### What is being asked
Reproduce all of the data exactly. Images are not to appear in the reply.

** Opening Data listing block **

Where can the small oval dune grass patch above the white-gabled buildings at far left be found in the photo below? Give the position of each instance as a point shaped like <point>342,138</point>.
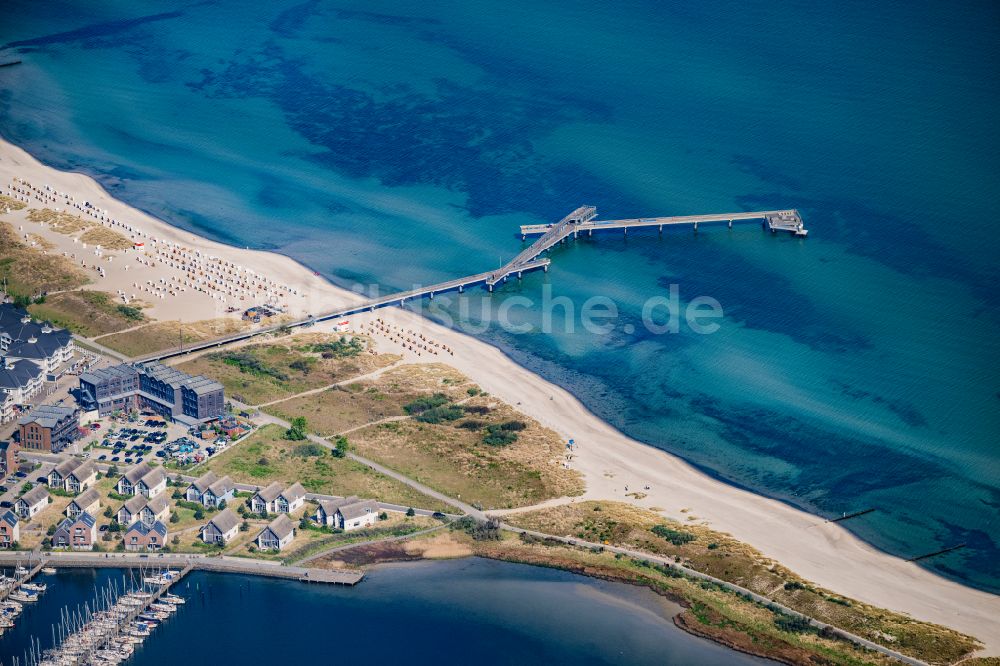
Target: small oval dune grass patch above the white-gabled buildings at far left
<point>88,313</point>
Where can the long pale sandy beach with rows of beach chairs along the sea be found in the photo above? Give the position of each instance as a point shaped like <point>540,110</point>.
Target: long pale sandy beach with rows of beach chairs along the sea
<point>821,552</point>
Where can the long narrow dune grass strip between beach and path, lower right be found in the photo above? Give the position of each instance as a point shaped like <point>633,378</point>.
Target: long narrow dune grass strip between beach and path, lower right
<point>721,556</point>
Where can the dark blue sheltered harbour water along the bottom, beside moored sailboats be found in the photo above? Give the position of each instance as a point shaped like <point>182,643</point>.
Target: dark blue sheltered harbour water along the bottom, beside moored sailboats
<point>459,611</point>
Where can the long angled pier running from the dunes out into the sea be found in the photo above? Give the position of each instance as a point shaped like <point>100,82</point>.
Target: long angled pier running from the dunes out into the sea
<point>581,219</point>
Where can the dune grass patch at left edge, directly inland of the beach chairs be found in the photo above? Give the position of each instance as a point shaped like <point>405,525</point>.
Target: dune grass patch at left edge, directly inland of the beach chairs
<point>29,270</point>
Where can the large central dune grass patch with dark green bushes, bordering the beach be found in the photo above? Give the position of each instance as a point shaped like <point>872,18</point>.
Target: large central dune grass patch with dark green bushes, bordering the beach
<point>458,440</point>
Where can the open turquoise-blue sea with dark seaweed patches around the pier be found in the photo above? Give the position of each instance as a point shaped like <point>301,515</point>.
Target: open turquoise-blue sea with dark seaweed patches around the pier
<point>400,144</point>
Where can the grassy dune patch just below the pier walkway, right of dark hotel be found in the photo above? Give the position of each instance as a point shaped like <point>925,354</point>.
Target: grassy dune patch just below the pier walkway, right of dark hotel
<point>261,373</point>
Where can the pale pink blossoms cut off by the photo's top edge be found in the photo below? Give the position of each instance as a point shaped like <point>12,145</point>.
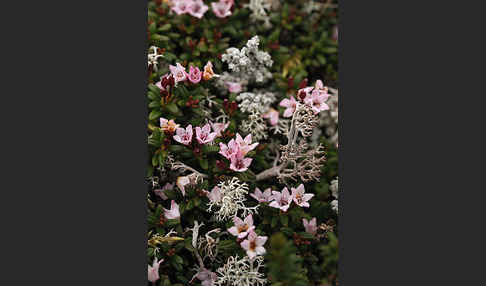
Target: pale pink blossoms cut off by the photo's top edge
<point>197,8</point>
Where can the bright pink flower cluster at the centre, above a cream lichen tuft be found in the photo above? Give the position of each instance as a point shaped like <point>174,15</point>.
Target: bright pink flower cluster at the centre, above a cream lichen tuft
<point>236,150</point>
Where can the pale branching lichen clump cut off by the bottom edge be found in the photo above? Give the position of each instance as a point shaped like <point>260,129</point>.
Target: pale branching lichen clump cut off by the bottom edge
<point>241,272</point>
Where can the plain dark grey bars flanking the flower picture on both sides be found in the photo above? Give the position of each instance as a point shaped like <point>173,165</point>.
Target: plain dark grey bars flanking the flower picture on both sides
<point>73,117</point>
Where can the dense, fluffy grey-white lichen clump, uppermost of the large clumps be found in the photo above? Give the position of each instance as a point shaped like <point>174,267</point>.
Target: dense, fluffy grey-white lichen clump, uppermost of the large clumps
<point>249,63</point>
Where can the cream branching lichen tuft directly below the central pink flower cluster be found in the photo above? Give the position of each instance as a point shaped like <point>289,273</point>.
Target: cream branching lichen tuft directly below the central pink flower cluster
<point>233,196</point>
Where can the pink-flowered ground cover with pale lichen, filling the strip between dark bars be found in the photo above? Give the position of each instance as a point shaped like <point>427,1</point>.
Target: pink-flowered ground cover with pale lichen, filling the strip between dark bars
<point>242,133</point>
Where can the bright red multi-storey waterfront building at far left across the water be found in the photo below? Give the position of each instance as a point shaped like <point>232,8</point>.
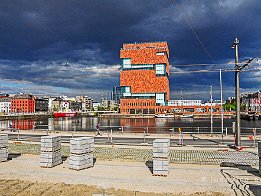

** Closing Data listing block **

### Answer for the task
Where can the small oval dune grass patch above the white-gabled buildings at far left be found in the photo below? Give the position of each instance as a point shaped like <point>342,138</point>.
Target: small oval dune grass patch above the white-gabled buildings at far left
<point>88,313</point>
Where can the long pale sandy beach with rows of beach chairs along the sea be found in the photo above? Give the position of each instance as a point shaped like <point>540,110</point>.
Target: long pale sandy beach with rows of beach chairs along the sea
<point>821,552</point>
Where can the long narrow dune grass strip between beach and path, lower right be found in the photo above? Give the position of each instance as a point shaped like <point>633,378</point>.
Target: long narrow dune grass strip between beach and path, lower right
<point>721,556</point>
Where can the dark blue sheltered harbour water along the bottom, beside moored sailboats be found in the photo above? Give the position of each instance as a point shaped like <point>182,643</point>.
Target: dark blue sheltered harbour water along the bottom, beside moored sailboats
<point>459,611</point>
Where can the long angled pier running from the dunes out into the sea be found in the photo above? Give the position of each instance as a point shaped like <point>100,82</point>.
Target: long angled pier running from the dunes out into the sea
<point>581,219</point>
Where can the dune grass patch at left edge, directly inland of the beach chairs be found in the photo above? Give the position of each instance as a point shaped like <point>405,525</point>.
Target: dune grass patch at left edge, directly inland of the beach chairs
<point>29,270</point>
Where can the large central dune grass patch with dark green bushes, bordering the beach be found in the photo above? Give the position of each instance as a point shaped like <point>872,18</point>.
Target: large central dune grass patch with dark green bushes, bordering the beach
<point>458,440</point>
Where can the open turquoise-blue sea with dark seaweed patches around the pier be found in the photo above? Give the position of each instance as a point shaped like <point>301,515</point>.
Target: open turquoise-blue sea with dark seaweed patches around the pier
<point>400,144</point>
Where can the grassy dune patch just below the pier walkway, right of dark hotel be found in the photo above? Give the position of each instance as a point shaped like <point>925,354</point>.
Target: grassy dune patch just below the pier walkway, right of dark hotel
<point>261,373</point>
Where can the pale pink blossoms cut off by the photo's top edge be found in the photo below? Give the position of each instance as a point shaped like <point>12,145</point>.
Target: pale pink blossoms cut off by the photo's top edge
<point>197,8</point>
Where can the bright pink flower cluster at the centre, above a cream lichen tuft be found in the photo above? Give the position of each instance as a point shaped like <point>174,15</point>.
Target: bright pink flower cluster at the centre, above a cream lichen tuft
<point>236,150</point>
Where can the pale branching lichen clump cut off by the bottom edge be found in the photo above? Give the position of each instance as a point shaped like <point>260,129</point>.
Target: pale branching lichen clump cut off by the bottom edge
<point>241,272</point>
Where can the plain dark grey bars flanking the flower picture on both sides be found in the photo above? Give the position of each instance as a point shaped like <point>173,165</point>.
Target: plain dark grey bars flanking the flower picture on both sides
<point>73,117</point>
Where can the dense, fluffy grey-white lichen clump, uppermost of the large clumps be found in the photo above? Give the position of each instance as a point shaped like <point>174,267</point>.
Target: dense, fluffy grey-white lichen clump, uppermost of the large clumps
<point>249,63</point>
Where can the cream branching lichen tuft directly below the central pink flower cluster be found in the photo above? Give the position of each instance as a point shaped like <point>289,273</point>.
Target: cream branching lichen tuft directly below the central pink flower cluster
<point>233,196</point>
Where can the pink-flowered ground cover with pale lichen, filling the strip between dark bars be found in the photo above? Give the position of each instance as a point shaped like <point>427,1</point>.
Target: pink-flowered ground cover with pale lichen, filling the strip between dark bars
<point>242,133</point>
Where can the bright red multi-storey waterfront building at far left across the water be found in the photo below? Give the position of each instance as a point shaped like <point>232,8</point>.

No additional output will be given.